■ WHAT NEEDS TO BE DONE
Starting with the line that contains "reflection, it would be much appreciated." and going on through the line that contains "[[[0,712],[907,712],[481,571],[55,517],[0,547],[41,634]]]", write those lines out again with "vertices" replaced by "points" and everything else left unchanged.
** begin INPUT FOR THIS TASK **
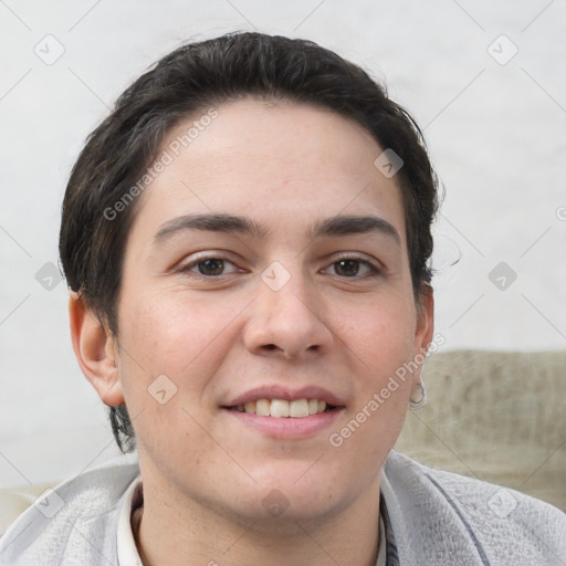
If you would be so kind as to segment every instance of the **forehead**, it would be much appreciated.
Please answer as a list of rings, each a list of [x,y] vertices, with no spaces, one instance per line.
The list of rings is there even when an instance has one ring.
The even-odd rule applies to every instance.
[[[167,165],[142,195],[133,230],[157,232],[195,212],[245,212],[280,228],[374,212],[402,235],[397,180],[374,165],[381,153],[361,125],[315,105],[244,98],[205,108],[169,132],[159,150]]]

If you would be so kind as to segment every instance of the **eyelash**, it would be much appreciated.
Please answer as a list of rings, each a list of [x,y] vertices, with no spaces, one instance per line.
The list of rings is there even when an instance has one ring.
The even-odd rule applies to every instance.
[[[213,279],[220,279],[222,277],[223,275],[231,275],[232,273],[222,273],[221,275],[203,275],[202,273],[198,273],[198,272],[192,272],[191,269],[192,268],[196,268],[198,266],[199,263],[202,263],[207,260],[219,260],[219,261],[222,261],[224,263],[231,263],[232,265],[235,265],[234,262],[228,260],[227,258],[222,256],[221,254],[214,254],[214,255],[205,255],[205,256],[200,256],[200,258],[196,258],[195,260],[192,260],[191,262],[187,263],[186,265],[184,265],[182,268],[180,268],[178,271],[180,273],[184,273],[184,274],[190,274],[190,276],[196,276],[196,277],[199,277],[199,279],[202,279],[202,280],[213,280]],[[368,269],[368,273],[366,273],[365,275],[354,275],[354,276],[347,276],[347,275],[336,275],[340,279],[345,279],[345,280],[360,280],[360,279],[367,279],[367,277],[377,277],[379,275],[382,274],[382,270],[380,268],[378,268],[377,265],[375,265],[373,262],[364,259],[364,258],[360,258],[359,255],[348,255],[348,254],[345,254],[345,255],[340,255],[339,258],[337,258],[336,260],[334,260],[333,262],[329,263],[329,265],[334,265],[336,263],[339,263],[340,261],[356,261],[358,262],[360,265],[365,265],[367,269]],[[237,271],[234,271],[233,273],[235,273]]]

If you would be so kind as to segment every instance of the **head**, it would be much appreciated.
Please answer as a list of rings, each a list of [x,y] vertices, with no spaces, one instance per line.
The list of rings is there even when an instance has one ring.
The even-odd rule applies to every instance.
[[[232,481],[242,509],[254,482],[295,501],[306,488],[285,478],[324,449],[302,483],[354,497],[397,439],[420,363],[339,448],[329,429],[325,442],[250,431],[232,409],[265,384],[316,386],[339,431],[426,350],[436,210],[418,126],[337,54],[233,33],[161,59],[88,137],[61,224],[73,345],[120,449],[137,439],[140,462],[193,495]]]

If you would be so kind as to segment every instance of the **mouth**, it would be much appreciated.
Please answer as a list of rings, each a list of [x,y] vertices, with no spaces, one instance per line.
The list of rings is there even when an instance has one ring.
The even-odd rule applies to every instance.
[[[247,412],[258,417],[273,417],[276,419],[304,419],[314,415],[322,415],[338,409],[322,399],[258,399],[243,405],[224,407],[231,411]]]
[[[306,439],[335,426],[346,410],[346,402],[318,386],[289,389],[273,384],[234,397],[221,409],[239,427],[266,437]]]

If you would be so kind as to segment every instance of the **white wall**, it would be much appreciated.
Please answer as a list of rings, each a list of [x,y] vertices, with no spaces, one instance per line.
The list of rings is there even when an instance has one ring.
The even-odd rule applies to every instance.
[[[65,478],[117,452],[72,354],[65,284],[48,291],[35,274],[56,263],[85,136],[189,38],[255,27],[317,41],[385,78],[424,128],[447,190],[436,280],[444,348],[565,347],[565,2],[7,0],[0,22],[0,486]],[[56,54],[46,34],[64,46],[52,65],[34,53]],[[489,53],[501,34],[518,49],[504,65]],[[512,53],[505,41],[491,49],[500,60]],[[505,291],[489,279],[500,262],[517,275]]]

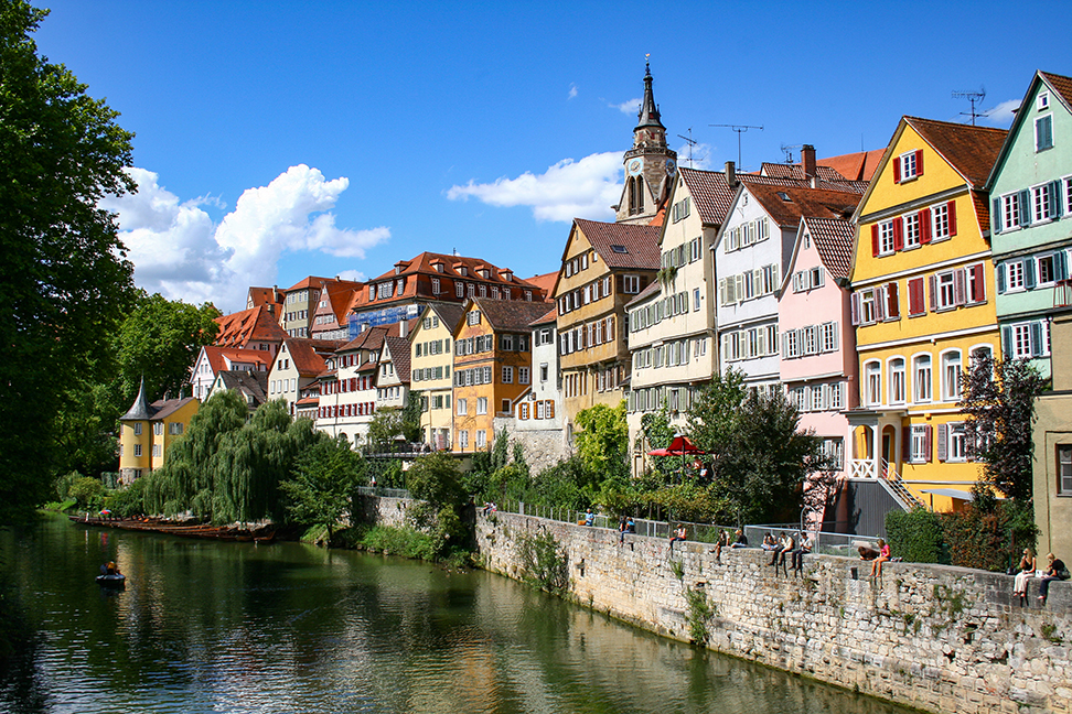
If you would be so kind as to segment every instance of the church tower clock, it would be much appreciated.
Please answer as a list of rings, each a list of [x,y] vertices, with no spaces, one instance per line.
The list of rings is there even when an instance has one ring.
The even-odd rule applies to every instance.
[[[625,152],[625,188],[615,207],[617,221],[646,224],[677,175],[677,152],[666,147],[666,127],[660,121],[652,95],[652,67],[644,68],[644,100],[633,129],[633,148]]]

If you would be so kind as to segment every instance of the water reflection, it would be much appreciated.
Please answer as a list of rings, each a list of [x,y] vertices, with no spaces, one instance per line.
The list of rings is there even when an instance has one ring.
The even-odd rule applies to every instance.
[[[43,634],[3,711],[903,711],[482,572],[65,520],[2,539]],[[93,583],[107,560],[128,577],[112,596]]]

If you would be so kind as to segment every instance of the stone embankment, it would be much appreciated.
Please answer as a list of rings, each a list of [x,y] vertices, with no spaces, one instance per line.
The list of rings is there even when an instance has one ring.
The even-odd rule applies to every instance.
[[[887,563],[872,581],[870,563],[816,555],[803,577],[775,576],[760,550],[726,549],[719,563],[706,543],[620,545],[612,530],[478,512],[490,571],[523,577],[519,545],[538,533],[566,553],[571,597],[644,629],[687,641],[698,624],[720,652],[933,712],[1072,712],[1072,583],[1040,606],[1032,581],[1020,607],[995,573]]]

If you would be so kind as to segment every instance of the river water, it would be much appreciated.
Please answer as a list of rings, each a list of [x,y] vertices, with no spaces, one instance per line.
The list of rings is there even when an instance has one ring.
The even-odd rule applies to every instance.
[[[0,712],[907,712],[481,571],[55,517],[0,547],[41,634]]]

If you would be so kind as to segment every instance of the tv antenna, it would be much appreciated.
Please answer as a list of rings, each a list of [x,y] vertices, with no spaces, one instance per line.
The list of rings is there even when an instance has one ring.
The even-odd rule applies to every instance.
[[[684,139],[685,140],[685,143],[688,144],[688,167],[692,169],[693,167],[693,147],[695,147],[699,142],[696,141],[695,139],[693,139],[693,128],[692,127],[688,128],[688,136],[687,137],[683,137],[682,134],[677,134],[677,136],[678,136],[678,138]]]
[[[972,111],[962,111],[961,115],[964,116],[964,117],[972,117],[972,126],[973,127],[975,126],[975,118],[976,117],[985,117],[986,116],[986,112],[976,111],[975,110],[975,102],[977,102],[977,101],[982,102],[986,98],[986,88],[983,87],[982,85],[979,85],[979,90],[978,91],[954,91],[953,93],[953,98],[954,99],[967,99],[968,101],[972,102]]]
[[[730,128],[730,129],[732,129],[733,131],[737,132],[737,166],[738,166],[738,169],[742,167],[741,166],[741,134],[744,133],[746,131],[748,131],[749,129],[759,129],[760,131],[763,131],[763,127],[750,127],[748,125],[708,125],[708,126],[709,127],[723,127],[723,128],[728,127],[728,128]]]

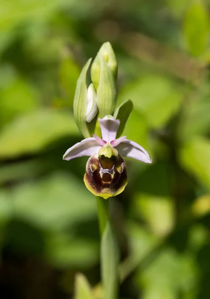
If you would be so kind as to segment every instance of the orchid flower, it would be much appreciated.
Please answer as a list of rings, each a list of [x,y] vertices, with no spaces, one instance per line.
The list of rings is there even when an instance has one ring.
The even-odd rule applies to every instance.
[[[91,156],[86,165],[84,181],[94,194],[107,199],[120,193],[128,179],[125,162],[122,157],[130,157],[151,163],[148,152],[135,142],[122,136],[116,139],[119,120],[107,115],[99,119],[102,139],[94,135],[67,150],[64,160]]]

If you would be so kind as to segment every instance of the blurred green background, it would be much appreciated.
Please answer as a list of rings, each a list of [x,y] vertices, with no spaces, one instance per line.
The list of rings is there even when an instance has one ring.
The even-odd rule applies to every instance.
[[[111,201],[121,299],[210,298],[210,1],[0,2],[0,298],[72,298],[75,274],[100,282],[96,199],[77,80],[110,41],[118,103],[134,109],[124,135],[152,165],[126,159]],[[100,298],[100,296],[99,297]]]

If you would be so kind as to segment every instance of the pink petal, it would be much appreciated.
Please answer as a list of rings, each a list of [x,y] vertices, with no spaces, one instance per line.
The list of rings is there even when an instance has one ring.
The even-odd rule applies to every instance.
[[[98,152],[100,148],[95,138],[87,138],[67,150],[63,155],[63,159],[69,161],[79,157],[91,156]]]
[[[110,143],[112,146],[113,146],[114,148],[115,148],[115,147],[117,147],[118,145],[119,145],[120,143],[122,142],[126,137],[127,136],[122,136],[119,138],[117,138],[117,139],[112,140]]]
[[[119,154],[123,157],[130,157],[145,163],[152,163],[148,153],[138,144],[125,139],[116,147]]]
[[[102,130],[102,139],[107,142],[114,140],[119,126],[119,120],[115,120],[111,115],[106,115],[103,119],[99,119]]]
[[[97,143],[101,147],[103,147],[106,143],[106,141],[105,141],[104,140],[99,137],[99,136],[97,136],[97,135],[95,135],[95,134],[94,134],[93,137],[96,139],[96,141],[97,142]]]

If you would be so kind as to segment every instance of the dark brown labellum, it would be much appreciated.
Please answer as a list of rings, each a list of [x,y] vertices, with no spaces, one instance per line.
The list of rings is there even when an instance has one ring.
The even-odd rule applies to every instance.
[[[95,195],[104,198],[114,196],[123,191],[127,181],[125,163],[119,155],[107,158],[95,154],[89,159],[84,181]]]

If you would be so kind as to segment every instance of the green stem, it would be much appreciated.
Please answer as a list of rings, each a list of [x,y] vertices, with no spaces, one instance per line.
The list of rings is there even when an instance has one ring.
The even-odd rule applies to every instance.
[[[109,199],[104,199],[104,198],[100,197],[100,196],[97,196],[96,199],[97,201],[99,228],[101,237],[102,237],[104,231],[105,229],[106,222],[109,217],[108,211]]]
[[[108,199],[97,197],[100,233],[101,275],[104,299],[117,299],[119,282],[119,254],[111,224]]]

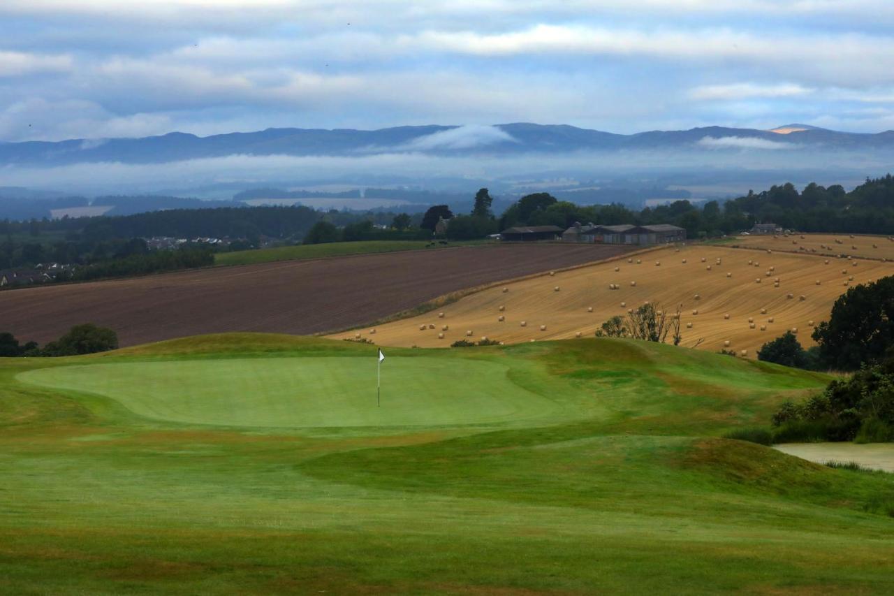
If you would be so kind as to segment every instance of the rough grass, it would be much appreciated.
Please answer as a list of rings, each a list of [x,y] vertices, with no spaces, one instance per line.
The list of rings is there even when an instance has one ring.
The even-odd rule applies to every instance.
[[[386,353],[384,382],[409,371],[431,387],[410,426],[253,419],[276,378],[294,382],[284,363],[333,361],[314,370],[336,380],[355,361],[375,365],[375,348],[349,342],[238,334],[0,361],[0,592],[894,589],[890,474],[710,438],[766,420],[822,376],[620,340]],[[208,387],[153,380],[157,366],[186,366]],[[131,389],[93,392],[122,372]],[[60,387],[21,380],[31,375]],[[296,387],[283,403],[323,415],[323,397],[366,387],[326,382],[326,396]],[[495,420],[471,404],[477,423],[441,418],[481,383],[518,412]],[[200,420],[228,391],[249,400],[242,420]],[[191,420],[135,415],[125,405],[140,393]],[[548,411],[526,416],[527,394]]]
[[[483,243],[485,243],[485,241],[450,242],[443,244],[437,240],[372,240],[356,243],[299,244],[296,246],[221,252],[215,255],[215,264],[253,265],[255,263],[268,263],[277,260],[345,257],[354,254],[375,254],[378,252],[394,252],[397,251],[430,251],[438,248],[469,246]]]

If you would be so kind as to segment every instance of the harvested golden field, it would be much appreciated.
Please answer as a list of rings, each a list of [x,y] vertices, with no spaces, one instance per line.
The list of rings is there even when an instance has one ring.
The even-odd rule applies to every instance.
[[[747,350],[751,357],[765,342],[794,328],[803,345],[813,345],[812,324],[828,319],[832,303],[848,289],[845,284],[894,275],[892,262],[720,246],[677,251],[662,248],[635,256],[633,262],[624,256],[521,279],[379,326],[375,333],[364,328],[331,336],[359,333],[379,345],[420,347],[446,347],[482,336],[506,343],[587,336],[610,317],[626,316],[628,309],[652,301],[671,311],[683,304],[682,345],[703,339],[703,349]]]
[[[894,260],[894,240],[888,236],[864,236],[849,234],[792,234],[778,236],[739,236],[735,243],[745,248],[774,251],[839,254],[858,259]]]

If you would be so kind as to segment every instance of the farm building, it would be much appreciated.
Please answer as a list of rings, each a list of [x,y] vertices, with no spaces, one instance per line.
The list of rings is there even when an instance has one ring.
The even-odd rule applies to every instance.
[[[755,226],[748,230],[748,234],[777,234],[781,231],[782,228],[776,224],[755,224]]]
[[[655,226],[594,226],[575,225],[562,233],[562,240],[603,244],[666,244],[686,240],[686,230],[670,224]]]
[[[559,240],[562,229],[558,226],[519,226],[500,233],[502,240],[510,242],[531,242],[536,240]]]

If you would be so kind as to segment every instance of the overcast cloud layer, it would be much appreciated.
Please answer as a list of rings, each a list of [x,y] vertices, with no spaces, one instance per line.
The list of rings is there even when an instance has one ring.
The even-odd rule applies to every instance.
[[[894,128],[892,27],[890,0],[4,0],[0,140],[508,122],[875,132]]]

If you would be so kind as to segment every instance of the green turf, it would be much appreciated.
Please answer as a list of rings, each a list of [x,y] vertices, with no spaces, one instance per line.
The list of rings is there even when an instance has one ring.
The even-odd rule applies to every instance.
[[[300,259],[322,259],[324,257],[344,257],[352,254],[374,254],[377,252],[396,252],[398,251],[434,250],[485,243],[485,241],[450,242],[425,240],[372,240],[356,243],[328,243],[325,244],[299,244],[254,251],[236,251],[215,255],[215,265],[251,265],[277,260],[297,260]]]
[[[890,593],[891,474],[719,438],[827,377],[623,340],[0,360],[0,593]]]

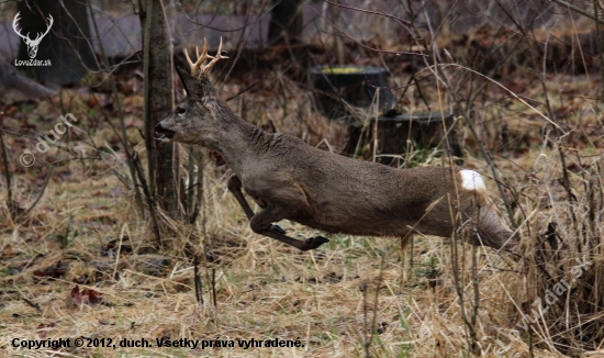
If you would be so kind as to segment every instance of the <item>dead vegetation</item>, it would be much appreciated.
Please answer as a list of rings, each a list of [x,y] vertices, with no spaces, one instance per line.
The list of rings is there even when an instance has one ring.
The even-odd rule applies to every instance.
** end INPUT FOR THIS TASK **
■ TASK RESULT
If you would be so kind as to segment every instance of the water reflection, it would be much appreciated.
Please answer as a list of rings, each a list of [x,y] points, with no spaces, one instance per line.
The list of rings is there even when an instance has one ring.
The even-odd rule applies to every instance.
[[[43,634],[3,711],[903,711],[482,572],[65,520],[2,539]],[[93,583],[107,560],[128,577],[112,596]]]

If you would be so kind as to segment every instance of the stone embankment, it would be much appreciated.
Please answer as a list of rings, each a list of [x,y] points, with no spaces, one instance per line.
The list of rings is there even when an instance has one ring.
The even-odd rule applies to every instance.
[[[887,563],[872,581],[870,563],[816,555],[803,577],[775,576],[760,550],[726,549],[719,563],[706,543],[620,545],[612,530],[478,512],[490,571],[523,577],[519,545],[538,533],[566,553],[571,597],[644,629],[687,641],[698,624],[720,652],[933,712],[1072,712],[1072,583],[1040,606],[1032,581],[1020,607],[995,573]]]

If you would be so kind as to segment every instance of the river water, it would be much appreciated.
Please answer as a list of rings, each a list of [x,y] points, with no spaces, one instance per line.
The list of rings is there even when an instance has one ring.
The even-odd rule applies to every instance.
[[[0,712],[907,712],[481,571],[55,517],[0,547],[41,634]]]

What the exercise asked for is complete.